**GIVEN TEXT**
■ ■ ■ ■ ■

On his return to Berlin Friedrich Wilhelm Weidemann was - as Heinecken reports - presented to Frederick William by the influential countess Katharina von Wartenberg, wife of the prime minister Johann Kasimir Kolbe von Wartenberg. In 1702 he became a court painter. Weidemann made several paintings of members of the royal family, especially queen Sophie Charlotte - one of the latter now hangs in the Schloss Charlottenburg in Berlin, whilst others are in the Schloss in Königs Wusterhausen. His paintings were very popular among his contemporaries and were engraved by G.P. Busch, A. B. König, Jakob Wilhelm Heckenauer, John Smith and Johann Jakob Haid. He remained the most popular painter for a long period under Frederick William I, until being superseded by the French painter Antoine Pesne, brought to Berlin in 1710 by prince Frederick William's father Frederick I and appointed official court painter on 6 May 1711.

In 1708 Weidemann was made ordinary clerk and member of the Berlin Academy, becoming its rector in 1712 and its director in 1718 (succeeding Samuel Theodor Gericke), holding the final position until his death. From 1730 onwards he mainly taught as a professor of perspective.

■ ■ ■ ■ ■

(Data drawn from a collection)
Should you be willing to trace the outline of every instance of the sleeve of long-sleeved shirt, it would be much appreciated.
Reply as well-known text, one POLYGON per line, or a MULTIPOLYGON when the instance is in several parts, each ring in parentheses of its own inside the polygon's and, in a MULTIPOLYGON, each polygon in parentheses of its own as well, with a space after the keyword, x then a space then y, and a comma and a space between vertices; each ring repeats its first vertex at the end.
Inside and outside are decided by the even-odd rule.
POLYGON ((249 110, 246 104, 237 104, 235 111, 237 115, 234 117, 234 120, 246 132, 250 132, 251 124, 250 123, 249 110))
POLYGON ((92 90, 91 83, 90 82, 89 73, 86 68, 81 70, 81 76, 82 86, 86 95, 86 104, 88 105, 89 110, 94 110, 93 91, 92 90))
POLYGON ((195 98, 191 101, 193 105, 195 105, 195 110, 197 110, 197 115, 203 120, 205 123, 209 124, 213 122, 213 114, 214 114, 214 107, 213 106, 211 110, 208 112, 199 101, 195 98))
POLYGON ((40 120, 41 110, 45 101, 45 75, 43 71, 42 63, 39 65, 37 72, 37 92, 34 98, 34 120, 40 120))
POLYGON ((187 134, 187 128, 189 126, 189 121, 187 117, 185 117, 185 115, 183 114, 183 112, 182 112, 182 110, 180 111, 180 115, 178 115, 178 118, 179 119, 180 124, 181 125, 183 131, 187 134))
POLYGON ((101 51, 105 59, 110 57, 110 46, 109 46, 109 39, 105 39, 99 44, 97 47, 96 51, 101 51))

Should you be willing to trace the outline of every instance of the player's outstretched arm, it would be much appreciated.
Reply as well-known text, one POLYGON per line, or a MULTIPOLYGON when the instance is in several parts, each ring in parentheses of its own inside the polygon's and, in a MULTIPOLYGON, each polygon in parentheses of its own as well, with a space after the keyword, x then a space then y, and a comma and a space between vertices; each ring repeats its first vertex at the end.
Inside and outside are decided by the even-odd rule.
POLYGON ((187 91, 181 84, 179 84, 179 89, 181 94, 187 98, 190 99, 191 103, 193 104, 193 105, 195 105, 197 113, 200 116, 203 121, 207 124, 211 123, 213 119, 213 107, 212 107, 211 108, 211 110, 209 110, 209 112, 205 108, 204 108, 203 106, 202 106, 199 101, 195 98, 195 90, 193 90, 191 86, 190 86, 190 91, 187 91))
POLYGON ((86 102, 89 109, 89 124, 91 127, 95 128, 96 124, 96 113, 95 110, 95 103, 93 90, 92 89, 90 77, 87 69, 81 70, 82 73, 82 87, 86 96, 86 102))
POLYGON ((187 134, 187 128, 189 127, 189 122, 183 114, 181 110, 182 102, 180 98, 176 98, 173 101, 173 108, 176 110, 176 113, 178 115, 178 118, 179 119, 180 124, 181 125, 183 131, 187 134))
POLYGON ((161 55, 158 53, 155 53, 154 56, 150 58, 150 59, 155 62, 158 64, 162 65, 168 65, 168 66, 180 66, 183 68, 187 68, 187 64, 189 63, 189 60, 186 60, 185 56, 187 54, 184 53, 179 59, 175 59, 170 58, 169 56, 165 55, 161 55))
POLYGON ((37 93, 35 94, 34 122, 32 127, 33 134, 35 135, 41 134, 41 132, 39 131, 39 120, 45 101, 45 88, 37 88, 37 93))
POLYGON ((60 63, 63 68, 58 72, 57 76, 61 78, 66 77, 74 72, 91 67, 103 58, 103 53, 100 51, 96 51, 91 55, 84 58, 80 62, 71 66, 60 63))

■ ■ ■ ■ ■

**TASK INSTRUCTIONS**
a – Reproduce the passage in the text on Weidemann from "In 1708 Weidemann" up to and including "professor of perspective.".
b – Answer these questions from the text on Weidemann:
(i) In what year did Weidemann become a court painter?
(ii) Whom did Weidemann succeed as director of the Berlin Academy?
(iii) From 1730 onwards, Weidemann mainly taught as a professor of what subject?
c – Continue the text on Weidemann from where it stops.

**ANSWERS TO THE EXERCISES**
a –
In 1708 Weidemann was made ordinary clerk and member of the Berlin Academy, becoming its rector in 1712 and its director in 1718 (succeeding Samuel Theodor Gericke), holding the final position until his death. From 1730 onwards he mainly taught as a professor of perspective.

b –
(i) 1702
(ii) Samuel Theodor Gericke
(iii) Perspective

c –
==Family==
Weidemann's younger cousin Carl Emil Weidemann (1685 - 1735) also studied under Kneller in London for a time and followed Friedrich Wilhelm into court painting. He later painted portraits in Berlin and was court painter to Sophie Dorothea.

== Bibliography ==
- Johann Rudolf Füssli: Allgemeins Künstlerlexicon. Zürich 1779.
- Johann Rudolf Füssli: Allgemeines Künstlerlexikon. Zürich 1806.
- Karl Heinrich von Heinecken: Nachrichten von Künstlern und Kunst-Sachen. Teil 1. Verlag Johann Paul Krauss, Wien 1768.
- Rudolf G. Scharmann: Schloss Charlottenburg. Königliches Preußen in Berlin. 4. Aufl. Prestel-Verlag, München u. a. 2010, ISBN 978-3-7913-2815-7.